__Problem details__.
An exact, complete copy of the data that follows is needed.

Recorded data:
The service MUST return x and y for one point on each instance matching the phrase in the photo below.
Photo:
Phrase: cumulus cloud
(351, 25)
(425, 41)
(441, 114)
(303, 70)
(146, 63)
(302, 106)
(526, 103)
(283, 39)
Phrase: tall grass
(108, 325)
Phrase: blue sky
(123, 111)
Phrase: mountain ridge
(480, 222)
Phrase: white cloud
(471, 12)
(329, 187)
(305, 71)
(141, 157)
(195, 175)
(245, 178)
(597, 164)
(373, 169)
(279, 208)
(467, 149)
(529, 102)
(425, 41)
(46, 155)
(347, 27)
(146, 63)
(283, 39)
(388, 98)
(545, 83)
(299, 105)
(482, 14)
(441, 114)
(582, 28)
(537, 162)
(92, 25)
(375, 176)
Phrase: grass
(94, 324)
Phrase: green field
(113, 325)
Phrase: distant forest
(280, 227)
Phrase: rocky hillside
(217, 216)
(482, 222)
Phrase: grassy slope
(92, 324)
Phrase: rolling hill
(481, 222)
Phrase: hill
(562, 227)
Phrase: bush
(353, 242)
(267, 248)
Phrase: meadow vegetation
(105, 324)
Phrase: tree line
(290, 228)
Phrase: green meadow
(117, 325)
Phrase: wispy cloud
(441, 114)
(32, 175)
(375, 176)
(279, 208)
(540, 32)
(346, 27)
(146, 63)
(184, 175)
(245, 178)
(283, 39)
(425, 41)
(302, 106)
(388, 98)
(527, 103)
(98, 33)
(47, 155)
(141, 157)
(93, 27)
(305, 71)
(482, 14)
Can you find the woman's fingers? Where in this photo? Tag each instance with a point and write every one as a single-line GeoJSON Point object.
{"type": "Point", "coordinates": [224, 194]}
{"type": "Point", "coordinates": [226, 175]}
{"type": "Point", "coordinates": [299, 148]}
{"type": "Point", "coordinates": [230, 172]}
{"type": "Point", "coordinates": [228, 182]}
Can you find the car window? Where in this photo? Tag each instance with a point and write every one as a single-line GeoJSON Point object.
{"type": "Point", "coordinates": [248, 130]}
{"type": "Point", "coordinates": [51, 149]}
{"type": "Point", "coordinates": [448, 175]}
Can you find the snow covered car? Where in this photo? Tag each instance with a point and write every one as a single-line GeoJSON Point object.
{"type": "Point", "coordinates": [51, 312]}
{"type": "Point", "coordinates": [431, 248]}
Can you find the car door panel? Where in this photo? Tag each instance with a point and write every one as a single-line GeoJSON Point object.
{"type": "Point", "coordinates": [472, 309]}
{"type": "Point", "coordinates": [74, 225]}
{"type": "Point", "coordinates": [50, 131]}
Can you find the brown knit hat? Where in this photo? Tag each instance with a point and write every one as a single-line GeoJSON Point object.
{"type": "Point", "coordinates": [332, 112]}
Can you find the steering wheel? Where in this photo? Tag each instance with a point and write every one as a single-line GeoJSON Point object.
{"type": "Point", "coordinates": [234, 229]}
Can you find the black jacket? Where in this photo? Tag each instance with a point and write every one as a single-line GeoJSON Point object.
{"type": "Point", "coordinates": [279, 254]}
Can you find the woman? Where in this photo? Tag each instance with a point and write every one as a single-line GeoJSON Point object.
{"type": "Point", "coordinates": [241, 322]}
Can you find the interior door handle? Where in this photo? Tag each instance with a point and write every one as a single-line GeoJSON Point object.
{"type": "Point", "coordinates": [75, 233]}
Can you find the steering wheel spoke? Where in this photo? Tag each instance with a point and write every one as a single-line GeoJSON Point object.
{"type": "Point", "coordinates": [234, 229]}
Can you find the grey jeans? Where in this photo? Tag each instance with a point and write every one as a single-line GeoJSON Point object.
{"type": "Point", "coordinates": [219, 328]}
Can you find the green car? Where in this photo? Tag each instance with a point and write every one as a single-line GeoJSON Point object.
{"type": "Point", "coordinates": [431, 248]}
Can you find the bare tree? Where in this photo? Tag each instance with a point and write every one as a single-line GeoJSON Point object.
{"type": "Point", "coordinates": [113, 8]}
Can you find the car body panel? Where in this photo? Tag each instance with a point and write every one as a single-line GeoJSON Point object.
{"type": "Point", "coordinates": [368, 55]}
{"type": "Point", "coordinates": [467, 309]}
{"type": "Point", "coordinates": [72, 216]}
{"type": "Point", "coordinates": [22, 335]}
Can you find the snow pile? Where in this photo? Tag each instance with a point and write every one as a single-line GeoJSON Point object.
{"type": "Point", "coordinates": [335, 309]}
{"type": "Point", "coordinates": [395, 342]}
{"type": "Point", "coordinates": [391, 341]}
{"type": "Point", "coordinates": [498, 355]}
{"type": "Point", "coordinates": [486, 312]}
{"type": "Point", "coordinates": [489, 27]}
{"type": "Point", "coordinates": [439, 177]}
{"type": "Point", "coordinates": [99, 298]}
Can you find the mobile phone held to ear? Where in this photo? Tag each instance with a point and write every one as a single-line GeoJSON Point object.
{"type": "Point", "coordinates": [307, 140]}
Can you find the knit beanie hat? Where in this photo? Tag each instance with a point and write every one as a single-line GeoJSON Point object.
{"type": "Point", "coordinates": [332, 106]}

__Result of the task__.
The service MUST return x and y for one point on each instance matching the phrase in the photo below.
Photo:
Phrase: cumulus cloud
(351, 25)
(425, 41)
(441, 114)
(303, 70)
(146, 63)
(302, 106)
(526, 103)
(283, 39)
Phrase: tall grass
(108, 325)
Phrase: blue sky
(123, 111)
Phrase: mountain ridge
(480, 222)
Phrase: white cloud
(471, 12)
(329, 187)
(305, 71)
(141, 157)
(195, 175)
(245, 178)
(597, 164)
(373, 169)
(279, 208)
(467, 149)
(529, 102)
(425, 41)
(46, 155)
(347, 27)
(146, 63)
(283, 39)
(388, 98)
(545, 83)
(299, 105)
(482, 14)
(441, 114)
(582, 28)
(537, 162)
(92, 25)
(375, 176)
Phrase: grass
(94, 324)
Phrase: green field
(113, 325)
Phrase: distant forest
(280, 227)
Phrase: rocky hillside
(217, 216)
(482, 222)
Phrase: grassy slope
(92, 324)
Phrase: rolling hill
(481, 222)
Phrase: hill
(562, 227)
Phrase: bush
(353, 242)
(267, 248)
Phrase: meadow vegetation
(105, 324)
Phrase: tree line
(290, 228)
Phrase: green meadow
(117, 325)
Phrase: wispy cloud
(441, 114)
(32, 175)
(375, 176)
(279, 208)
(540, 32)
(346, 27)
(146, 63)
(184, 175)
(245, 178)
(283, 39)
(425, 41)
(302, 106)
(388, 98)
(527, 103)
(98, 33)
(47, 155)
(141, 157)
(93, 27)
(305, 71)
(482, 14)
Can you find the woman's fingers? Where in this photo? Tag each instance with a point and write every one as a single-line GeoJSON Point object.
{"type": "Point", "coordinates": [224, 194]}
{"type": "Point", "coordinates": [226, 175]}
{"type": "Point", "coordinates": [299, 148]}
{"type": "Point", "coordinates": [230, 172]}
{"type": "Point", "coordinates": [228, 182]}
Can you find the car window? Where in this photo? Tag each instance with a point and write every one as a single-line GeoJSON Point object.
{"type": "Point", "coordinates": [248, 130]}
{"type": "Point", "coordinates": [51, 149]}
{"type": "Point", "coordinates": [448, 175]}
Can you find the snow covered car? Where in this photo? Tag each instance with a point and write every one as a single-line GeoJSON Point object.
{"type": "Point", "coordinates": [51, 312]}
{"type": "Point", "coordinates": [431, 248]}
Can you find the car door panel? Where in this photo? Tag each instance with a point and write every one as a single-line GeoJSON Point object.
{"type": "Point", "coordinates": [472, 309]}
{"type": "Point", "coordinates": [74, 225]}
{"type": "Point", "coordinates": [50, 131]}
Can you find the brown knit hat? Where in this photo? Tag each instance with a point and write every one as a single-line GeoJSON Point object.
{"type": "Point", "coordinates": [332, 112]}
Can you find the steering wheel? Where in this photo? Tag each instance with a point and write every one as a single-line GeoJSON Point object.
{"type": "Point", "coordinates": [234, 229]}
Can you find the black jacket? Where in this photo? Tag each instance with a point and write every one as a single-line GeoJSON Point object.
{"type": "Point", "coordinates": [279, 254]}
Can you find the woman? Where in this photo? Tag each instance with a point and write every one as a single-line GeoJSON Point object.
{"type": "Point", "coordinates": [241, 322]}
Can you find the interior door handle? Where in this photo? Tag each instance with a point and write every one as a single-line GeoJSON Point object.
{"type": "Point", "coordinates": [75, 233]}
Can you find the steering wheel spoke? Where in this photo? Tag each instance with a point and write every one as a single-line GeoJSON Point object.
{"type": "Point", "coordinates": [234, 229]}
Can you find the grey jeans? Where in this photo? Tag each instance with a point and write every one as a single-line GeoJSON Point object.
{"type": "Point", "coordinates": [219, 328]}
Can you find the green car? Where in this photo? Tag each instance with a point and write every one as a single-line GeoJSON Point object.
{"type": "Point", "coordinates": [431, 248]}
Can you find the bare tree? Where in this photo? Tag each instance with a point and write every one as a single-line GeoJSON Point object.
{"type": "Point", "coordinates": [113, 8]}
Can you find the car body panel? Where in this photo? Tag each instance with a point and write every one as a single-line GeoJSON Point object.
{"type": "Point", "coordinates": [368, 55]}
{"type": "Point", "coordinates": [467, 309]}
{"type": "Point", "coordinates": [72, 216]}
{"type": "Point", "coordinates": [22, 335]}
Can you find the snow pile? Where in this photo? Tag each instance with a point and write every one as a single-line GeoJSON Point object.
{"type": "Point", "coordinates": [335, 309]}
{"type": "Point", "coordinates": [395, 342]}
{"type": "Point", "coordinates": [391, 341]}
{"type": "Point", "coordinates": [498, 355]}
{"type": "Point", "coordinates": [486, 312]}
{"type": "Point", "coordinates": [489, 27]}
{"type": "Point", "coordinates": [439, 177]}
{"type": "Point", "coordinates": [99, 298]}
Can you find the mobile phone held to ear? Where in this photo? Tag each instance with a point and write every one as a single-line GeoJSON Point object.
{"type": "Point", "coordinates": [307, 140]}
Can you find the knit beanie hat? Where in this photo? Tag each instance with a point and write every one as a single-line GeoJSON Point object.
{"type": "Point", "coordinates": [332, 106]}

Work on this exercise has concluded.